Given exercise 1: Pull out a word-for-word passage from the article on President Johnson's St. Louis visit, everything from "Feb. 14, 1964" down to "four local stations.".

Selected text:

§

Feb. 14, 1964 - Appealing for patience by the American people in time of crisis, President Johnson tonight assailed critics at home and abroad who use “twisted arguments that would damage the good name of our country.” It was a variation of a remark he had made Tuesday in a talk to IRS officials at the White House, when the President had ripped into the “alarmists” and “bellyachers” who he said have questioned U.S. foreign policy decisions. Rep. William Miller, GOP national chairman, and some editorial writers have criticized Mr. Johnson for that outburst.

Tonight, Mr. Johnson (pictured earlier today with Father Paul Reinert at St. Louis University) reasserted his belief that “our principles are sound and our progress is good” in a speech at a dinner marking St Louis’s 200th anniversary celebration. His appearance was televised over four local stations.

While the dinner was in progress, police arrested some 100 civil rights demonstrators marching on the hotel to call attention to racial unrest in St. Louis. The demonstrators offered no resistance when herded into police vans.

President Johnson declared tonight that we cannot expect “perfection in an imperfect world” nor “complete agreement among the world’s free men.” He said he welcomes honest differences of opinion “but neither at home nor abroad is there any need for twisted arguments that would damage the good name of our country.” In an obvious reference to South Vietnam, he said it was “their land and their war, but we will not weaken our support for their effort or betray their trust in us.”

Earlier, in an appearance at the new campus of St. Louis University, Mr. Johnson appointed Stan Musial, the St. Louis Cardinals’ outfielder, as director of the President’s Physical Fitness program. Mr. Musial has announced his retirement from baseball. He replaces Charles (Bud) Wilkinson, former football coach at the University of Oklahoma, who has resigned to seek the Republican nomination for the U.S. Senate.

The President also visited the mammoth Gateway Arch, a steel structure that, when completed, will tower 630 feet into the air beside the Mississippi River. The arch, designed by the late Eero Saarinen, is being built at a cost of $23 million in Federal and state funds.

§

Given exercise 2: Put the listing into a Markdown table with the columns Row and Line, leaving out blank lines. Cover everything from the line containing "of the green" down to the line containing "[282,229,340,322]", and nothing else.

§

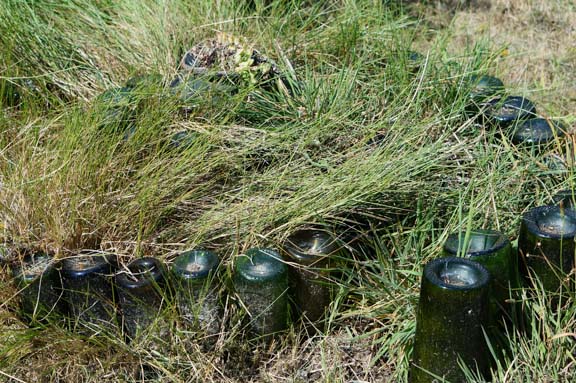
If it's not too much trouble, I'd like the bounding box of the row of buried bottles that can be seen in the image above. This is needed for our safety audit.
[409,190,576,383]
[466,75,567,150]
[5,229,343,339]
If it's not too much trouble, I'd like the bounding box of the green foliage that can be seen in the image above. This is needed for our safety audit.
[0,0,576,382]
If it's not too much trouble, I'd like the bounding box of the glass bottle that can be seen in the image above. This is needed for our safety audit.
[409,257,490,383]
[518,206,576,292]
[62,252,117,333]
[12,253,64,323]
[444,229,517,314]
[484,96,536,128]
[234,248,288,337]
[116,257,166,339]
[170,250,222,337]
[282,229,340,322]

§

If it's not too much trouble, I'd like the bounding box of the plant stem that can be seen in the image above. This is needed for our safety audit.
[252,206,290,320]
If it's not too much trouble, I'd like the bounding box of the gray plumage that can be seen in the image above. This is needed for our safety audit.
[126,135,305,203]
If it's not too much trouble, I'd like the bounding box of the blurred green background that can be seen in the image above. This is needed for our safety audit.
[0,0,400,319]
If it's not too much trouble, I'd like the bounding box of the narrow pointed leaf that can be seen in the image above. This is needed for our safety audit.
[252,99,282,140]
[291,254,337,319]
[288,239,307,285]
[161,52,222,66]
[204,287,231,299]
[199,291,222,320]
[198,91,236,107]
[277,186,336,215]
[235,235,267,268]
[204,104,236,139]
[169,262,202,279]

§

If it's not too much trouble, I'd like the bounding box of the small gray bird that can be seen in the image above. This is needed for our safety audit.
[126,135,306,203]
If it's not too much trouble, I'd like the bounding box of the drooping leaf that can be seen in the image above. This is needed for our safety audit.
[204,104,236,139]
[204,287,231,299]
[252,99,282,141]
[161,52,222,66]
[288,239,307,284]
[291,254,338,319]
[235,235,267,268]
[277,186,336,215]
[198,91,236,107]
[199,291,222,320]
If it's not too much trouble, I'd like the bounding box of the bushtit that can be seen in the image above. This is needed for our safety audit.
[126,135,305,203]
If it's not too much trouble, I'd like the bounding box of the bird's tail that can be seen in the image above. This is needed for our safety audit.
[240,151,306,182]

§

Written reply 1:
Feb. 14, 1964 - Appealing for patience by the American people in time of crisis, President Johnson tonight assailed critics at home and abroad who use “twisted arguments that would damage the good name of our country.” It was a variation of a remark he had made Tuesday in a talk to IRS officials at the White House, when the President had ripped into the “alarmists” and “bellyachers” who he said have questioned U.S. foreign policy decisions. Rep. William Miller, GOP national chairman, and some editorial writers have criticized Mr. Johnson for that outburst.

Tonight, Mr. Johnson (pictured earlier today with Father Paul Reinert at St. Louis University) reasserted his belief that “our principles are sound and our progress is good” in a speech at a dinner marking St Louis’s 200th anniversary celebration. His appearance was televised over four local stations.

Written reply 2:
| Row | Line |
|---|---|
| 1 | If it's not too much trouble, I'd like the bounding box of the green foliage that can be seen in the image above. This is needed for our safety audit. |
| 2 | [0,0,576,382] |
| 3 | If it's not too much trouble, I'd like the bounding box of the glass bottle that can be seen in the image above. This is needed for our safety audit. |
| 4 | [409,257,490,383] |
| 5 | [518,206,576,292] |
| 6 | [62,252,117,333] |
| 7 | [12,253,64,323] |
| 8 | [444,229,517,314] |
| 9 | [484,96,536,128] |
| 10 | [234,248,288,337] |
| 11 | [116,257,166,339] |
| 12 | [170,250,222,337] |
| 13 | [282,229,340,322] |